Exercise goal: Copy the data from the line that contains "Retail shelf audit: identify every utility" to its last line, exactly, including both of those lines and leaving out everything before.

Supplied entries:
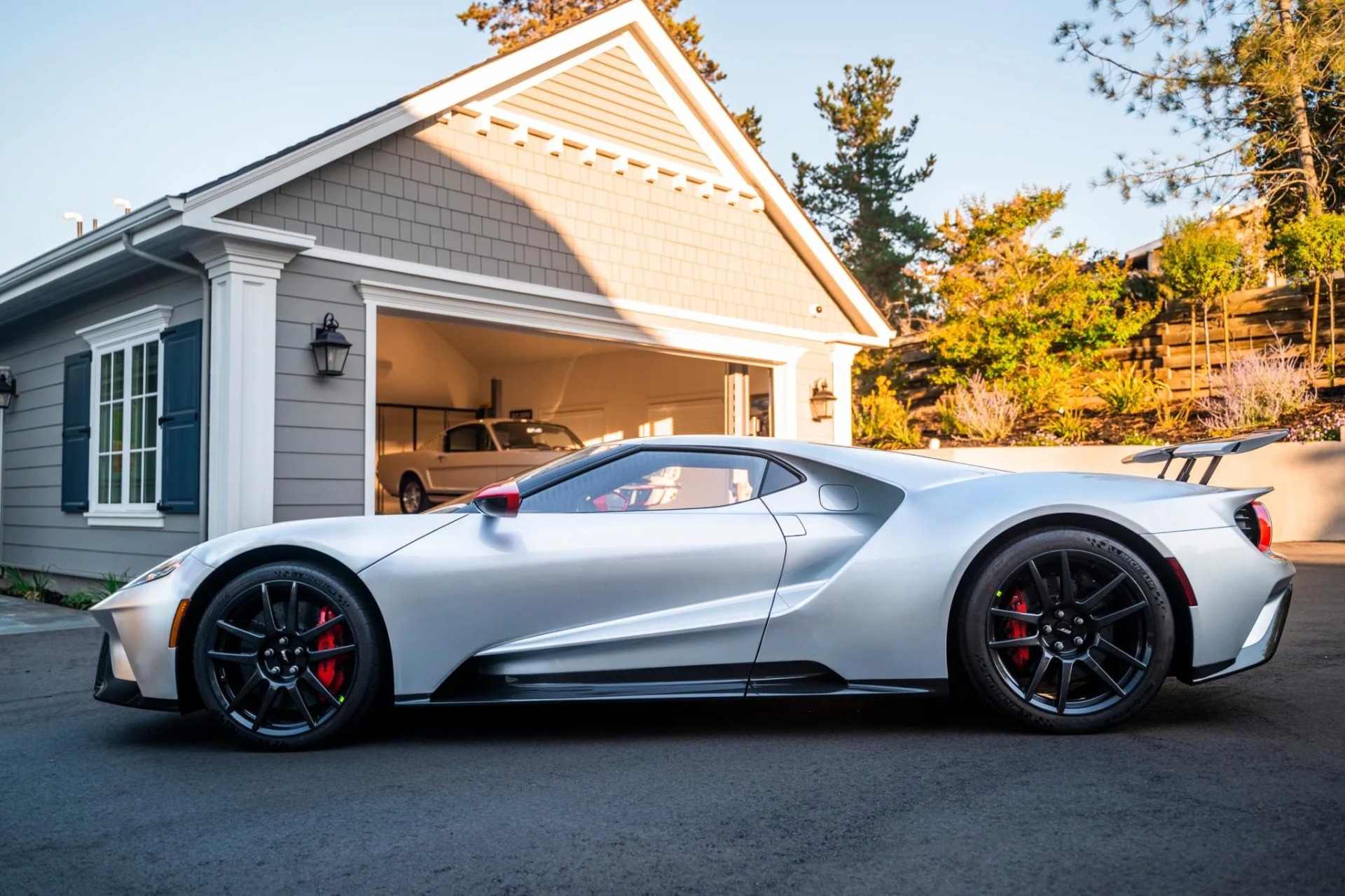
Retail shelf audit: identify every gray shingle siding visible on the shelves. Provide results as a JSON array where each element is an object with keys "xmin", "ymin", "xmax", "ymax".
[
  {"xmin": 276, "ymin": 256, "xmax": 364, "ymax": 522},
  {"xmin": 0, "ymin": 275, "xmax": 200, "ymax": 576},
  {"xmin": 221, "ymin": 118, "xmax": 598, "ymax": 294}
]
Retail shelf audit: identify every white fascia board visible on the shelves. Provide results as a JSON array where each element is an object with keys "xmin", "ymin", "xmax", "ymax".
[
  {"xmin": 168, "ymin": 1, "xmax": 896, "ymax": 345},
  {"xmin": 303, "ymin": 246, "xmax": 888, "ymax": 348},
  {"xmin": 616, "ymin": 3, "xmax": 896, "ymax": 345},
  {"xmin": 195, "ymin": 218, "xmax": 317, "ymax": 251},
  {"xmin": 355, "ymin": 280, "xmax": 808, "ymax": 364},
  {"xmin": 184, "ymin": 3, "xmax": 656, "ymax": 226},
  {"xmin": 0, "ymin": 196, "xmax": 181, "ymax": 305}
]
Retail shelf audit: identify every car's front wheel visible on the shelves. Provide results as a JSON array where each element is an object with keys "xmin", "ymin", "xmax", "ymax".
[
  {"xmin": 956, "ymin": 529, "xmax": 1175, "ymax": 733},
  {"xmin": 398, "ymin": 474, "xmax": 429, "ymax": 514},
  {"xmin": 193, "ymin": 563, "xmax": 386, "ymax": 750}
]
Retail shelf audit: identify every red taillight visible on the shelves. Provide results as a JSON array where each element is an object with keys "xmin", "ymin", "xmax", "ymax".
[
  {"xmin": 1168, "ymin": 557, "xmax": 1196, "ymax": 607},
  {"xmin": 1253, "ymin": 500, "xmax": 1271, "ymax": 553}
]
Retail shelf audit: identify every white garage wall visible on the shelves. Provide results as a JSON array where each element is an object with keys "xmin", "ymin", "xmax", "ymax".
[
  {"xmin": 480, "ymin": 350, "xmax": 724, "ymax": 439},
  {"xmin": 378, "ymin": 309, "xmax": 490, "ymax": 408}
]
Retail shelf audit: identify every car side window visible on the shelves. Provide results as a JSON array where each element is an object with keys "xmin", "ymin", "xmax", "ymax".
[
  {"xmin": 444, "ymin": 424, "xmax": 495, "ymax": 450},
  {"xmin": 519, "ymin": 449, "xmax": 768, "ymax": 514}
]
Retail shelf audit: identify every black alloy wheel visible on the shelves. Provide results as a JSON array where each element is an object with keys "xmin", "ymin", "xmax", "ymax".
[
  {"xmin": 193, "ymin": 564, "xmax": 383, "ymax": 748},
  {"xmin": 396, "ymin": 474, "xmax": 429, "ymax": 514},
  {"xmin": 960, "ymin": 530, "xmax": 1174, "ymax": 732}
]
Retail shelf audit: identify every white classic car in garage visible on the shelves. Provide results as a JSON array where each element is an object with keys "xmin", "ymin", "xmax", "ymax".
[{"xmin": 378, "ymin": 418, "xmax": 584, "ymax": 514}]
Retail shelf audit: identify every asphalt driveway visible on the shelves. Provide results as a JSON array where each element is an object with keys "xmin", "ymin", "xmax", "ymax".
[{"xmin": 0, "ymin": 545, "xmax": 1345, "ymax": 895}]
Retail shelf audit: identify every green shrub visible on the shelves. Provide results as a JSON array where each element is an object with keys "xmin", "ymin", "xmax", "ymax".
[
  {"xmin": 60, "ymin": 591, "xmax": 106, "ymax": 609},
  {"xmin": 1044, "ymin": 411, "xmax": 1092, "ymax": 446},
  {"xmin": 4, "ymin": 566, "xmax": 51, "ymax": 604},
  {"xmin": 925, "ymin": 188, "xmax": 1158, "ymax": 411},
  {"xmin": 1092, "ymin": 364, "xmax": 1154, "ymax": 414},
  {"xmin": 854, "ymin": 375, "xmax": 920, "ymax": 448}
]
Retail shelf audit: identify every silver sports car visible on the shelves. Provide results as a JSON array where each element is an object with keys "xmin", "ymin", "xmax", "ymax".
[{"xmin": 92, "ymin": 432, "xmax": 1294, "ymax": 748}]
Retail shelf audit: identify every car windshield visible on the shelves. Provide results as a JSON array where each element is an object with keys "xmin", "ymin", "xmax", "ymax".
[
  {"xmin": 495, "ymin": 420, "xmax": 584, "ymax": 450},
  {"xmin": 425, "ymin": 441, "xmax": 624, "ymax": 514}
]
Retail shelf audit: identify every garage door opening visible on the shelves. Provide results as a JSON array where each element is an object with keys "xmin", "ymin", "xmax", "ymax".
[{"xmin": 374, "ymin": 312, "xmax": 772, "ymax": 513}]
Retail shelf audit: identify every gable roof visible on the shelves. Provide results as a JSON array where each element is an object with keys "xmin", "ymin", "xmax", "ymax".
[{"xmin": 8, "ymin": 0, "xmax": 895, "ymax": 345}]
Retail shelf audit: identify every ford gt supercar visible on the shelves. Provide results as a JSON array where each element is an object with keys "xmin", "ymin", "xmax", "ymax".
[{"xmin": 92, "ymin": 431, "xmax": 1294, "ymax": 748}]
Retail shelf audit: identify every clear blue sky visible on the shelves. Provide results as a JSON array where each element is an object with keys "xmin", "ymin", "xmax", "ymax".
[{"xmin": 0, "ymin": 0, "xmax": 1182, "ymax": 270}]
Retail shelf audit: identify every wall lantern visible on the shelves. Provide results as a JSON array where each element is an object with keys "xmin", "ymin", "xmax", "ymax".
[
  {"xmin": 808, "ymin": 380, "xmax": 836, "ymax": 422},
  {"xmin": 0, "ymin": 367, "xmax": 19, "ymax": 411},
  {"xmin": 308, "ymin": 313, "xmax": 350, "ymax": 377}
]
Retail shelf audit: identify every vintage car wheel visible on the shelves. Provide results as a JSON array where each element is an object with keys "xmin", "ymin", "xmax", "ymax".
[
  {"xmin": 958, "ymin": 529, "xmax": 1175, "ymax": 733},
  {"xmin": 193, "ymin": 563, "xmax": 386, "ymax": 750},
  {"xmin": 396, "ymin": 474, "xmax": 429, "ymax": 514}
]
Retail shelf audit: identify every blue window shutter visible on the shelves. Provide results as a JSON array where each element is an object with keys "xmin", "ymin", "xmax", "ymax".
[
  {"xmin": 159, "ymin": 320, "xmax": 200, "ymax": 514},
  {"xmin": 60, "ymin": 351, "xmax": 92, "ymax": 514}
]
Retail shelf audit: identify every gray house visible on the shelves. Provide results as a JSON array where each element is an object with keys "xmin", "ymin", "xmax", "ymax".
[{"xmin": 0, "ymin": 3, "xmax": 892, "ymax": 576}]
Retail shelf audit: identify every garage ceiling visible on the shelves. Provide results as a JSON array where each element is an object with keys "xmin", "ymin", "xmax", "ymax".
[{"xmin": 428, "ymin": 320, "xmax": 639, "ymax": 367}]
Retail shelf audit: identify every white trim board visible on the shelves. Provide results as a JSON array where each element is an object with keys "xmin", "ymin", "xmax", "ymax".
[
  {"xmin": 355, "ymin": 280, "xmax": 808, "ymax": 364},
  {"xmin": 301, "ymin": 246, "xmax": 888, "ymax": 347},
  {"xmin": 183, "ymin": 3, "xmax": 895, "ymax": 345}
]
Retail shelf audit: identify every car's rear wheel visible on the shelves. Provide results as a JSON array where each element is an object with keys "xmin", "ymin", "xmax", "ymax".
[
  {"xmin": 958, "ymin": 529, "xmax": 1175, "ymax": 733},
  {"xmin": 398, "ymin": 474, "xmax": 429, "ymax": 514},
  {"xmin": 193, "ymin": 563, "xmax": 386, "ymax": 750}
]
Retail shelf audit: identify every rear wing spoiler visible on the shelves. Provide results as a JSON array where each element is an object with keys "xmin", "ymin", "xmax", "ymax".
[{"xmin": 1120, "ymin": 429, "xmax": 1288, "ymax": 485}]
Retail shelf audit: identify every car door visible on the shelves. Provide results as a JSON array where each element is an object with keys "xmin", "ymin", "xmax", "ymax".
[
  {"xmin": 374, "ymin": 449, "xmax": 784, "ymax": 700},
  {"xmin": 428, "ymin": 422, "xmax": 499, "ymax": 495}
]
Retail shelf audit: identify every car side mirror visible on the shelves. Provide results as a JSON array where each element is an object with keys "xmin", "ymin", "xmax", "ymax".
[{"xmin": 472, "ymin": 482, "xmax": 523, "ymax": 516}]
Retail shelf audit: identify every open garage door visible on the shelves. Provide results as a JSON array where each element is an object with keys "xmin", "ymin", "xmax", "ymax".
[{"xmin": 375, "ymin": 313, "xmax": 771, "ymax": 513}]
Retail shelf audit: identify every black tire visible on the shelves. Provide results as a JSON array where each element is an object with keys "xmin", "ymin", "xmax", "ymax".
[
  {"xmin": 193, "ymin": 561, "xmax": 389, "ymax": 750},
  {"xmin": 955, "ymin": 529, "xmax": 1175, "ymax": 733},
  {"xmin": 396, "ymin": 474, "xmax": 429, "ymax": 514}
]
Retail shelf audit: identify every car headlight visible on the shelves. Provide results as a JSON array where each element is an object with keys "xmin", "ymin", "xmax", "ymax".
[{"xmin": 123, "ymin": 548, "xmax": 191, "ymax": 591}]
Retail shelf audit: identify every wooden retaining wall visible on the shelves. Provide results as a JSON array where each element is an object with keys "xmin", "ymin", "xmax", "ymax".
[{"xmin": 895, "ymin": 280, "xmax": 1345, "ymax": 405}]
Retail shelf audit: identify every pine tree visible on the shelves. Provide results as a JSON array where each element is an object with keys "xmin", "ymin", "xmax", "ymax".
[
  {"xmin": 792, "ymin": 57, "xmax": 934, "ymax": 330},
  {"xmin": 457, "ymin": 0, "xmax": 763, "ymax": 146},
  {"xmin": 1054, "ymin": 0, "xmax": 1345, "ymax": 219}
]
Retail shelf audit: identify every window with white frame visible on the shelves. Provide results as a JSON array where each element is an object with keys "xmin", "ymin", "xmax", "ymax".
[
  {"xmin": 79, "ymin": 305, "xmax": 172, "ymax": 521},
  {"xmin": 90, "ymin": 336, "xmax": 159, "ymax": 510}
]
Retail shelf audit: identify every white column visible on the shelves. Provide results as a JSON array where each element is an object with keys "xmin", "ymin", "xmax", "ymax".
[
  {"xmin": 771, "ymin": 352, "xmax": 801, "ymax": 439},
  {"xmin": 191, "ymin": 237, "xmax": 294, "ymax": 538},
  {"xmin": 0, "ymin": 409, "xmax": 9, "ymax": 543},
  {"xmin": 832, "ymin": 342, "xmax": 860, "ymax": 446}
]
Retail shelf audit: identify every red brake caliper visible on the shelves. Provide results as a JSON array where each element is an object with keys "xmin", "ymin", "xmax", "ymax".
[
  {"xmin": 317, "ymin": 607, "xmax": 345, "ymax": 694},
  {"xmin": 1007, "ymin": 591, "xmax": 1030, "ymax": 668}
]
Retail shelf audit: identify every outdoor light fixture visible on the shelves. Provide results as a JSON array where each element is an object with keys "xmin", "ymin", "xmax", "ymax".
[
  {"xmin": 308, "ymin": 313, "xmax": 350, "ymax": 377},
  {"xmin": 0, "ymin": 367, "xmax": 19, "ymax": 411},
  {"xmin": 808, "ymin": 380, "xmax": 836, "ymax": 422}
]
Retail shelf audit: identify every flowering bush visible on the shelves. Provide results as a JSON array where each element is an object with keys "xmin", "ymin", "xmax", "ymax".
[
  {"xmin": 1201, "ymin": 342, "xmax": 1316, "ymax": 432},
  {"xmin": 939, "ymin": 373, "xmax": 1021, "ymax": 441}
]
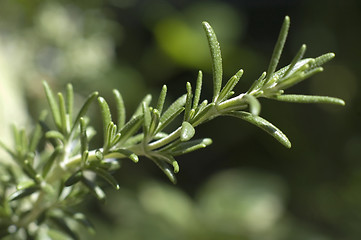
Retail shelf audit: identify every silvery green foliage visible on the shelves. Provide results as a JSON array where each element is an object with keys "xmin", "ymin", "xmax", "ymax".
[{"xmin": 0, "ymin": 17, "xmax": 344, "ymax": 239}]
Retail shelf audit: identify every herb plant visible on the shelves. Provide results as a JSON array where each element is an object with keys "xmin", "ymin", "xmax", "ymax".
[{"xmin": 0, "ymin": 17, "xmax": 345, "ymax": 239}]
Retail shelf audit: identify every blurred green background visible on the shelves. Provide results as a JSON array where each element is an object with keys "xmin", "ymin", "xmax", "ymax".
[{"xmin": 0, "ymin": 0, "xmax": 361, "ymax": 240}]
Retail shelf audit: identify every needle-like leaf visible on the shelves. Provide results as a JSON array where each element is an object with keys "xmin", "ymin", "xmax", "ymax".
[
  {"xmin": 43, "ymin": 81, "xmax": 61, "ymax": 130},
  {"xmin": 156, "ymin": 85, "xmax": 167, "ymax": 114},
  {"xmin": 180, "ymin": 122, "xmax": 195, "ymax": 142},
  {"xmin": 265, "ymin": 16, "xmax": 290, "ymax": 82},
  {"xmin": 193, "ymin": 71, "xmax": 203, "ymax": 109},
  {"xmin": 272, "ymin": 94, "xmax": 345, "ymax": 106},
  {"xmin": 113, "ymin": 89, "xmax": 126, "ymax": 129},
  {"xmin": 226, "ymin": 111, "xmax": 291, "ymax": 148}
]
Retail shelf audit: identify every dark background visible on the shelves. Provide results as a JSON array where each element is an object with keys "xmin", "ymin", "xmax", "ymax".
[{"xmin": 0, "ymin": 0, "xmax": 361, "ymax": 240}]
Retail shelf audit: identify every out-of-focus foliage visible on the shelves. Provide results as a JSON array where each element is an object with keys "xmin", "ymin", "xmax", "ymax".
[{"xmin": 0, "ymin": 0, "xmax": 361, "ymax": 240}]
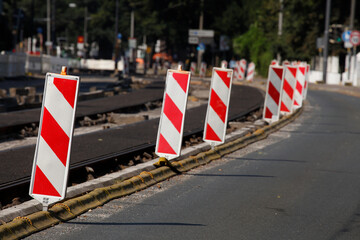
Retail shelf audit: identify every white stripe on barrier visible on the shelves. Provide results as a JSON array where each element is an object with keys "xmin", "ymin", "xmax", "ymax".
[
  {"xmin": 207, "ymin": 107, "xmax": 224, "ymax": 138},
  {"xmin": 44, "ymin": 81, "xmax": 74, "ymax": 136},
  {"xmin": 166, "ymin": 74, "xmax": 187, "ymax": 111},
  {"xmin": 37, "ymin": 137, "xmax": 65, "ymax": 193},
  {"xmin": 161, "ymin": 114, "xmax": 181, "ymax": 153}
]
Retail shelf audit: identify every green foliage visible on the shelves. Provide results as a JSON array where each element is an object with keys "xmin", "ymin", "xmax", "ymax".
[
  {"xmin": 233, "ymin": 24, "xmax": 273, "ymax": 76},
  {"xmin": 0, "ymin": 0, "xmax": 360, "ymax": 62}
]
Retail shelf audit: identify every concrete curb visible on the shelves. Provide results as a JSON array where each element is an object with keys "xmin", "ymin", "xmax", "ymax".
[{"xmin": 0, "ymin": 108, "xmax": 303, "ymax": 239}]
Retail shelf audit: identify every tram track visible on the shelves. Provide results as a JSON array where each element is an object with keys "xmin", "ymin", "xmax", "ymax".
[{"xmin": 0, "ymin": 86, "xmax": 263, "ymax": 210}]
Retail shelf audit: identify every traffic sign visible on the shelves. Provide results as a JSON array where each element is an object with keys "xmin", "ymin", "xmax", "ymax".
[
  {"xmin": 189, "ymin": 29, "xmax": 214, "ymax": 38},
  {"xmin": 203, "ymin": 68, "xmax": 233, "ymax": 145},
  {"xmin": 341, "ymin": 30, "xmax": 351, "ymax": 42},
  {"xmin": 350, "ymin": 31, "xmax": 360, "ymax": 46},
  {"xmin": 29, "ymin": 73, "xmax": 80, "ymax": 209},
  {"xmin": 155, "ymin": 69, "xmax": 191, "ymax": 160},
  {"xmin": 189, "ymin": 37, "xmax": 199, "ymax": 44},
  {"xmin": 196, "ymin": 43, "xmax": 205, "ymax": 52}
]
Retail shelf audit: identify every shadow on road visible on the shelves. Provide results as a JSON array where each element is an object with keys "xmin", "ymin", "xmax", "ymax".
[
  {"xmin": 184, "ymin": 173, "xmax": 275, "ymax": 178},
  {"xmin": 226, "ymin": 157, "xmax": 307, "ymax": 163},
  {"xmin": 64, "ymin": 222, "xmax": 206, "ymax": 227}
]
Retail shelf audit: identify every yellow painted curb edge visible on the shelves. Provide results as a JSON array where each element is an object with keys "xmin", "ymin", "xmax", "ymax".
[{"xmin": 0, "ymin": 108, "xmax": 303, "ymax": 240}]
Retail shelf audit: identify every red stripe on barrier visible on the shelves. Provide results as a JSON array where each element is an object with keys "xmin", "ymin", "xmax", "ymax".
[
  {"xmin": 158, "ymin": 133, "xmax": 176, "ymax": 154},
  {"xmin": 265, "ymin": 108, "xmax": 272, "ymax": 118},
  {"xmin": 33, "ymin": 166, "xmax": 60, "ymax": 197},
  {"xmin": 296, "ymin": 81, "xmax": 302, "ymax": 95},
  {"xmin": 272, "ymin": 68, "xmax": 283, "ymax": 80},
  {"xmin": 164, "ymin": 94, "xmax": 183, "ymax": 133},
  {"xmin": 283, "ymin": 79, "xmax": 294, "ymax": 99},
  {"xmin": 54, "ymin": 78, "xmax": 77, "ymax": 108},
  {"xmin": 205, "ymin": 124, "xmax": 221, "ymax": 142},
  {"xmin": 288, "ymin": 67, "xmax": 296, "ymax": 78},
  {"xmin": 280, "ymin": 101, "xmax": 290, "ymax": 112},
  {"xmin": 173, "ymin": 72, "xmax": 189, "ymax": 93},
  {"xmin": 299, "ymin": 67, "xmax": 305, "ymax": 75},
  {"xmin": 41, "ymin": 107, "xmax": 70, "ymax": 166},
  {"xmin": 268, "ymin": 82, "xmax": 280, "ymax": 104},
  {"xmin": 215, "ymin": 70, "xmax": 230, "ymax": 88},
  {"xmin": 210, "ymin": 89, "xmax": 226, "ymax": 123}
]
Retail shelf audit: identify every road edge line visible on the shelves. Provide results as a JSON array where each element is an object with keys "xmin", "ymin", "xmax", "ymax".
[{"xmin": 0, "ymin": 108, "xmax": 303, "ymax": 240}]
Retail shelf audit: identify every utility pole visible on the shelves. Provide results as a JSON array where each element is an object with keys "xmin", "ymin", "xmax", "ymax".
[
  {"xmin": 84, "ymin": 5, "xmax": 88, "ymax": 60},
  {"xmin": 29, "ymin": 0, "xmax": 35, "ymax": 53},
  {"xmin": 130, "ymin": 10, "xmax": 135, "ymax": 38},
  {"xmin": 45, "ymin": 0, "xmax": 51, "ymax": 55},
  {"xmin": 130, "ymin": 9, "xmax": 136, "ymax": 73},
  {"xmin": 323, "ymin": 0, "xmax": 331, "ymax": 84},
  {"xmin": 49, "ymin": 0, "xmax": 56, "ymax": 54},
  {"xmin": 276, "ymin": 0, "xmax": 284, "ymax": 64},
  {"xmin": 114, "ymin": 0, "xmax": 119, "ymax": 73},
  {"xmin": 348, "ymin": 0, "xmax": 356, "ymax": 83}
]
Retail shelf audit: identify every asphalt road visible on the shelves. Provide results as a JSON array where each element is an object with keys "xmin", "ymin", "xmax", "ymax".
[{"xmin": 29, "ymin": 91, "xmax": 360, "ymax": 240}]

Response to the exercise:
Retail shelf audit: identify every utility pole visible on the shelves. Provide results as a JSON array where each element is an object with keys "xmin", "ymin", "xmax", "ymax".
[
  {"xmin": 84, "ymin": 5, "xmax": 88, "ymax": 60},
  {"xmin": 29, "ymin": 0, "xmax": 35, "ymax": 53},
  {"xmin": 130, "ymin": 10, "xmax": 135, "ymax": 38},
  {"xmin": 45, "ymin": 0, "xmax": 51, "ymax": 55},
  {"xmin": 130, "ymin": 9, "xmax": 136, "ymax": 73},
  {"xmin": 323, "ymin": 0, "xmax": 331, "ymax": 84},
  {"xmin": 49, "ymin": 0, "xmax": 56, "ymax": 54},
  {"xmin": 276, "ymin": 0, "xmax": 284, "ymax": 64},
  {"xmin": 114, "ymin": 0, "xmax": 119, "ymax": 73},
  {"xmin": 348, "ymin": 0, "xmax": 356, "ymax": 83}
]
Retail shelf audit: identify every asphalt road visible on the shelves. Provide results as a JSON array where each element is an object with keys "xmin", "ymin", "xmax", "ymax".
[{"xmin": 29, "ymin": 91, "xmax": 360, "ymax": 240}]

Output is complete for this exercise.